Reproduce the lines of the listing below verbatim, beginning with the line that contains "For the evaluation set, tag every instance of the hazy" and continuing through the line that contains "[[510, 31], [35, 35]]", both included.

• _DATA SUPPLIED_
______

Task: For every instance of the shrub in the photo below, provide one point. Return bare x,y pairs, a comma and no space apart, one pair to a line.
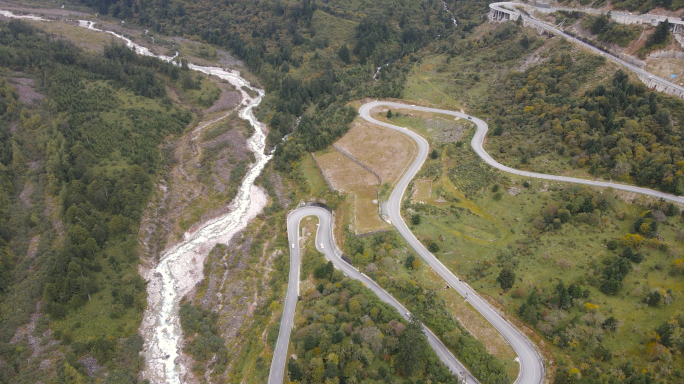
408,263
506,279
612,245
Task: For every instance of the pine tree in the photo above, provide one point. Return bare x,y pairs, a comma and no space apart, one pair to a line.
411,347
506,279
343,53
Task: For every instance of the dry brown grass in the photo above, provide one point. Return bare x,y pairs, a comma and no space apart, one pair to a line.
421,190
343,173
347,176
383,150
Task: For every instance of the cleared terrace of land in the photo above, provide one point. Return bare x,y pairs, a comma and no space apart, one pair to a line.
380,150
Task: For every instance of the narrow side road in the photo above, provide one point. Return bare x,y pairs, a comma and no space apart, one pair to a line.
326,244
647,77
531,361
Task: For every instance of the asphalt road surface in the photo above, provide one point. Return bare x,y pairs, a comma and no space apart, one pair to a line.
326,244
508,6
531,362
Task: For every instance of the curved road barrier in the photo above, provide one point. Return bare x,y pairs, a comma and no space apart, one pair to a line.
648,78
325,243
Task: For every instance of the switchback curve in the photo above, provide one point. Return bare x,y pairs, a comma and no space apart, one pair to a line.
325,243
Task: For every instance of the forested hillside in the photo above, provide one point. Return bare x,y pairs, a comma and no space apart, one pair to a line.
618,129
77,169
305,69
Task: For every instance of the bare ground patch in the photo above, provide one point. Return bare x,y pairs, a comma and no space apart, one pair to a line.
383,150
422,190
348,176
24,87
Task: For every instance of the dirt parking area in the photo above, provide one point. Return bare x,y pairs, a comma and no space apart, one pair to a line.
383,150
349,177
343,173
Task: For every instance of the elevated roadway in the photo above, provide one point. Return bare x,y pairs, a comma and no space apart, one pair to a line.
505,11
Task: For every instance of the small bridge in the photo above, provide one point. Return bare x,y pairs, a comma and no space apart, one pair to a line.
506,11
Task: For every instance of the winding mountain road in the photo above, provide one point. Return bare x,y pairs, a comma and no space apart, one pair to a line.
532,370
650,79
326,244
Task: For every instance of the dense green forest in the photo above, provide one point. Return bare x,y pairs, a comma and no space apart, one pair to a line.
619,129
87,155
347,334
299,65
375,255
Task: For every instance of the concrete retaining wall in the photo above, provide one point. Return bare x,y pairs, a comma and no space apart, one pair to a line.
651,81
667,55
632,60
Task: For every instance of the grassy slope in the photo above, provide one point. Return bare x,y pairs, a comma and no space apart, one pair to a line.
471,248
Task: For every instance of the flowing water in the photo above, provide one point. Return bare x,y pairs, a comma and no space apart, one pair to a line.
180,267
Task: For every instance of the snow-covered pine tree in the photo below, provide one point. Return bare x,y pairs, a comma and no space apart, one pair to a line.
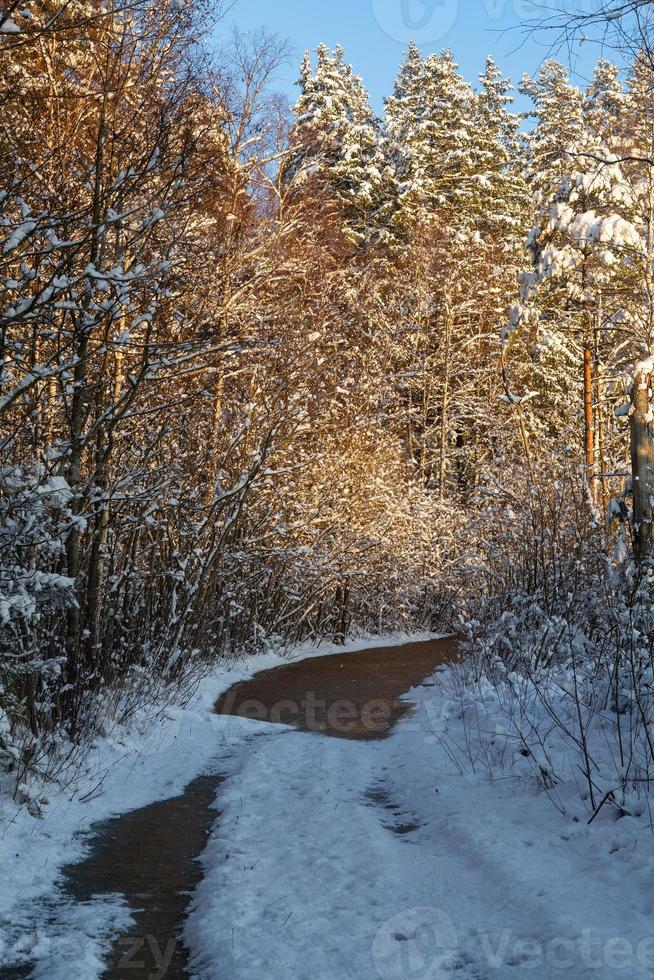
336,139
584,240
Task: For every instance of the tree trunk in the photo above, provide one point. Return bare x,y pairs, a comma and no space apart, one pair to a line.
642,461
589,428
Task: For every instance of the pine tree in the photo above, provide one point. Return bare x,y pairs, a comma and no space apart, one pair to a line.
337,140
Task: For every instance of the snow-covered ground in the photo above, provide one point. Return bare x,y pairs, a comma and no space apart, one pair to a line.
154,758
335,859
370,860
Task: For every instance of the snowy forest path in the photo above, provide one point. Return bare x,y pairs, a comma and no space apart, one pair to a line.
149,856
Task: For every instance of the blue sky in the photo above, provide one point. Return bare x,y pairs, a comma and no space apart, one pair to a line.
375,33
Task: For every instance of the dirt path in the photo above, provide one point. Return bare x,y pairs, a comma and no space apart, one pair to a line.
150,855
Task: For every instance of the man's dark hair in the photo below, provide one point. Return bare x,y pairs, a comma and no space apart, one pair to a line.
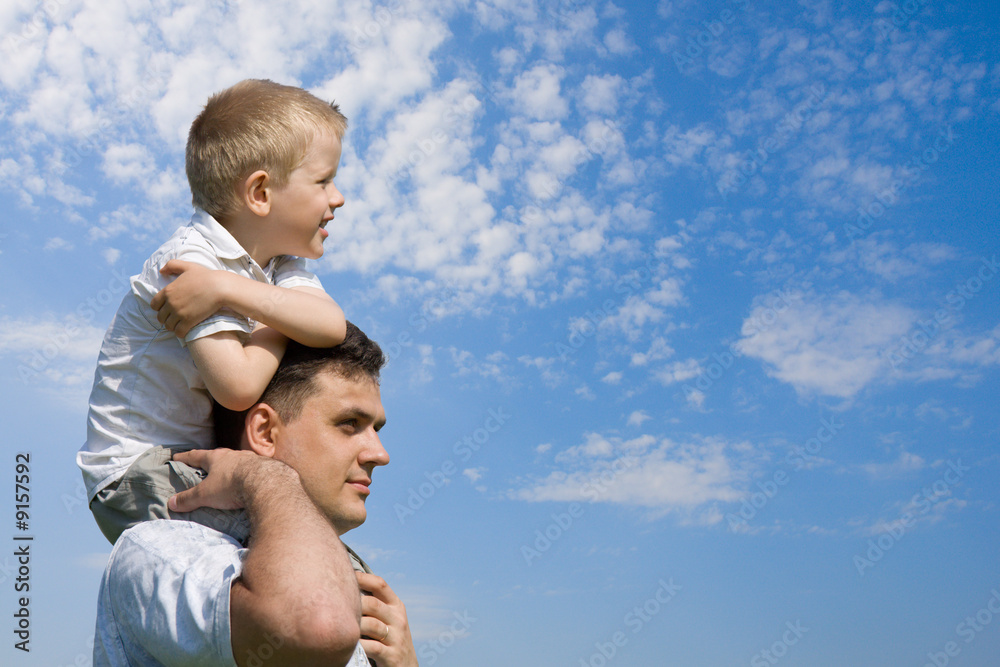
293,383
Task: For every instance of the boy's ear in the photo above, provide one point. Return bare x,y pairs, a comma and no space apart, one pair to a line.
261,427
257,192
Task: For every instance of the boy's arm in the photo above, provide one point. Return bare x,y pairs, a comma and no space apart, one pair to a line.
306,315
236,374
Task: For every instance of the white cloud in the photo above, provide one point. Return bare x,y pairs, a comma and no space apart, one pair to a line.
905,463
474,474
678,371
644,472
537,93
614,377
637,418
832,345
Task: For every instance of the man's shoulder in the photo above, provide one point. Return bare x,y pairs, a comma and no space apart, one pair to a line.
178,545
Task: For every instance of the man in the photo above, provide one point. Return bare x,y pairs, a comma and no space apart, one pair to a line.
180,593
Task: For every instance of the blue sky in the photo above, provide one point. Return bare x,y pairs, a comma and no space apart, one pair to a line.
692,309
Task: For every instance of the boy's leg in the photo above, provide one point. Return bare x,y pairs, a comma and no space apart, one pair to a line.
142,494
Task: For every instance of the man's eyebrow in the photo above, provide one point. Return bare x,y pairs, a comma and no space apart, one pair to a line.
362,415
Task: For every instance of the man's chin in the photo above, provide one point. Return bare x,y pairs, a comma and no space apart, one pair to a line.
342,523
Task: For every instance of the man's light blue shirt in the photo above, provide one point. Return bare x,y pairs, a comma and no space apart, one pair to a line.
164,599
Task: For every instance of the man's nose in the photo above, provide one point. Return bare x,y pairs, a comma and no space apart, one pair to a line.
374,452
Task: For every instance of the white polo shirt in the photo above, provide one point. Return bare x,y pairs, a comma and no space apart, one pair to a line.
147,391
164,600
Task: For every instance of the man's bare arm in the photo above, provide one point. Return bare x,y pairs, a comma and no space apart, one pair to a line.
297,590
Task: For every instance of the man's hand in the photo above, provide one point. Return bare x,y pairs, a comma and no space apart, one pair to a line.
223,487
385,632
194,295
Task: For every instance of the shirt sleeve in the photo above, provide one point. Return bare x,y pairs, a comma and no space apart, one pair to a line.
151,281
165,596
291,272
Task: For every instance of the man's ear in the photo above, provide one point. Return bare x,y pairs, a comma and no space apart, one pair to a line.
261,429
257,192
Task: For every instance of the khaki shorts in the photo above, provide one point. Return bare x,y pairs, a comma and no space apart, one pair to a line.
142,494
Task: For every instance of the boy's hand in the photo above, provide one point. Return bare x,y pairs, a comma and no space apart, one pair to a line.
195,294
226,470
385,631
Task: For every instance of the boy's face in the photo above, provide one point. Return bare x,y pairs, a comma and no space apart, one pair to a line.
301,209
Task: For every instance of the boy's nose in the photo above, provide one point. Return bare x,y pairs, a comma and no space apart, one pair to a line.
336,199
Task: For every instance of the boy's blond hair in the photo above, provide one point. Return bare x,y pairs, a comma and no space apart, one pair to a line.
255,124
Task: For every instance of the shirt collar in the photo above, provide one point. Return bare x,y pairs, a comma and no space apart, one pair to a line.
218,236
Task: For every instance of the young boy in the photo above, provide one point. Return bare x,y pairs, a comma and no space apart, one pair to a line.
210,313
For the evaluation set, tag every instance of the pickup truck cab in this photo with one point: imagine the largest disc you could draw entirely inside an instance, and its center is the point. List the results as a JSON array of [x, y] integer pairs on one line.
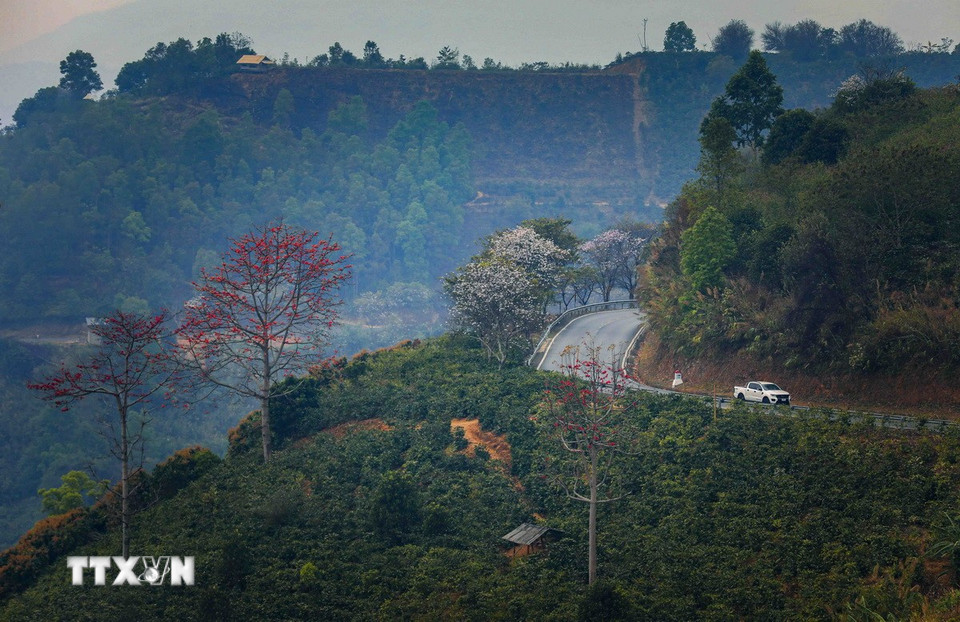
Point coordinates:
[[764, 392]]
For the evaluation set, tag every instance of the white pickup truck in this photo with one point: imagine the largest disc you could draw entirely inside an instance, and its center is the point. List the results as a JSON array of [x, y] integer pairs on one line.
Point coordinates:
[[765, 392]]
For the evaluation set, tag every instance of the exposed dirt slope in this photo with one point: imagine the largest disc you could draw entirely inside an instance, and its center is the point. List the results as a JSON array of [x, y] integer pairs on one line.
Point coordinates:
[[495, 444]]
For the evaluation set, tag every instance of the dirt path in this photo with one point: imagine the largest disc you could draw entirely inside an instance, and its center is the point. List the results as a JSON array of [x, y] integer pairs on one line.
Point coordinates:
[[496, 445]]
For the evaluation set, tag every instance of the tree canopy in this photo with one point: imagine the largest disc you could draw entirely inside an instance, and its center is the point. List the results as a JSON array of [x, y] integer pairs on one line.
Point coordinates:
[[79, 75], [679, 38], [751, 101], [734, 39]]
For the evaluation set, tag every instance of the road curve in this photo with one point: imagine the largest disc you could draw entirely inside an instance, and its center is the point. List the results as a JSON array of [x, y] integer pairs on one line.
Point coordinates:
[[604, 328]]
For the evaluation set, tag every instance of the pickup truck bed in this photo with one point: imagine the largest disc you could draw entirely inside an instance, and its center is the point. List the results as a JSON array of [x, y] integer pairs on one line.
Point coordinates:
[[763, 392]]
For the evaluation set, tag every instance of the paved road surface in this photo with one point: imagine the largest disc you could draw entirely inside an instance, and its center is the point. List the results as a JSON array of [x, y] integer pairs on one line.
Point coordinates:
[[617, 328], [604, 328]]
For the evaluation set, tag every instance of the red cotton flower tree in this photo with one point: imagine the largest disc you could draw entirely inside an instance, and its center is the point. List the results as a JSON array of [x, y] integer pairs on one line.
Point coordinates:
[[264, 313], [585, 412], [129, 367]]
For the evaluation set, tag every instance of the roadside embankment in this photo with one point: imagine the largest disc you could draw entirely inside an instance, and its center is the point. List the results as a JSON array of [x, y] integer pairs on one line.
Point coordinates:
[[912, 393]]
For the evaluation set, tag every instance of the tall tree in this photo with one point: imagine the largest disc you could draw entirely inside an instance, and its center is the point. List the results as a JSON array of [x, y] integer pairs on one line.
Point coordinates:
[[498, 302], [129, 367], [719, 161], [585, 412], [707, 248], [79, 75], [372, 56], [751, 101], [864, 39], [264, 313], [734, 39], [614, 256], [679, 38]]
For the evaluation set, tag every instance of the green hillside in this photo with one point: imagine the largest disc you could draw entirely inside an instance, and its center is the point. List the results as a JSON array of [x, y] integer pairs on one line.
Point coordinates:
[[843, 243], [370, 511]]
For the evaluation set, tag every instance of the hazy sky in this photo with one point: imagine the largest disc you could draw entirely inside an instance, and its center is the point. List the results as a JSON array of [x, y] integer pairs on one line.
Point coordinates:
[[510, 31], [35, 35]]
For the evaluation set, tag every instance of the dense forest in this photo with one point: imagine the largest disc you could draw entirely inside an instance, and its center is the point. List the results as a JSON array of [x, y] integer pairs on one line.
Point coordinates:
[[372, 508], [827, 241], [830, 246]]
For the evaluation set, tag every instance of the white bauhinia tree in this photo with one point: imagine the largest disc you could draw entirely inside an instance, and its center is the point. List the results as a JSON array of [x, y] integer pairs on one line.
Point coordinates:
[[498, 302], [540, 257], [614, 255]]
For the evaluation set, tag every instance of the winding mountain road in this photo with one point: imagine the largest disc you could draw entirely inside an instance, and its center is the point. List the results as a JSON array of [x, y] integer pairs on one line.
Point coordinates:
[[620, 329], [604, 329]]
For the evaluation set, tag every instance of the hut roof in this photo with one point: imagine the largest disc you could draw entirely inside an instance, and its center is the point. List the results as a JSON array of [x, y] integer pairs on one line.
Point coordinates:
[[528, 534]]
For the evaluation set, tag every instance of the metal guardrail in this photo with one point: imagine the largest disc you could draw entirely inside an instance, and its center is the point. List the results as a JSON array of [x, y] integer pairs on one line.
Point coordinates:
[[898, 422], [570, 315], [880, 420]]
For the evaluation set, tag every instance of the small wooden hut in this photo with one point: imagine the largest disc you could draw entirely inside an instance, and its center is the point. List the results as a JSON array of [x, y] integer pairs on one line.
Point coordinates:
[[527, 539]]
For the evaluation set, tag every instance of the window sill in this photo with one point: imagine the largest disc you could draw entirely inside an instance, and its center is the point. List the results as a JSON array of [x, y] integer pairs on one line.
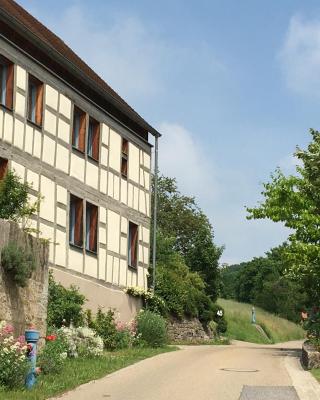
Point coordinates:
[[92, 253], [76, 150], [76, 246], [4, 107], [34, 123], [90, 158]]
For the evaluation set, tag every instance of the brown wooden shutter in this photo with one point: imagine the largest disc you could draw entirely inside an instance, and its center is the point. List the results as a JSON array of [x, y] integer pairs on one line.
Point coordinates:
[[95, 141], [93, 228], [9, 83], [134, 242], [78, 228], [3, 167], [82, 132], [39, 103]]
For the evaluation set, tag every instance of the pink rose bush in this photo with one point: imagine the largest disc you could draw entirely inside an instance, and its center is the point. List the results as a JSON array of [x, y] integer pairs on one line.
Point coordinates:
[[13, 358]]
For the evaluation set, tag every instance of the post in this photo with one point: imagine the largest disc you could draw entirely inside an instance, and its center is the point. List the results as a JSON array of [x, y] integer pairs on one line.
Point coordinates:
[[155, 207]]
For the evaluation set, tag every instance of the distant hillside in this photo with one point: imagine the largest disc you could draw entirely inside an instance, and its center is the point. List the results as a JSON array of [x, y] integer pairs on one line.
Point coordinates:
[[238, 316]]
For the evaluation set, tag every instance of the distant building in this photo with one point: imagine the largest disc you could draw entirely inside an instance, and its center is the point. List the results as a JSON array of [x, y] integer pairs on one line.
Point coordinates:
[[80, 145]]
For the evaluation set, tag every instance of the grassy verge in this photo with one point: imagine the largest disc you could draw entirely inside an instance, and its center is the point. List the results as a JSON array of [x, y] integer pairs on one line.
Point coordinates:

______

• _OUTPUT FOR THIS TASK_
For the evaluation set, tag every instance of the hazy sky in this photo with one point: imagine the largest disc you could draw entirely inside an instance, and its center is the point. List the results as a JSON array of [x, y] integer pairs on one line.
Point coordinates:
[[510, 31], [35, 35]]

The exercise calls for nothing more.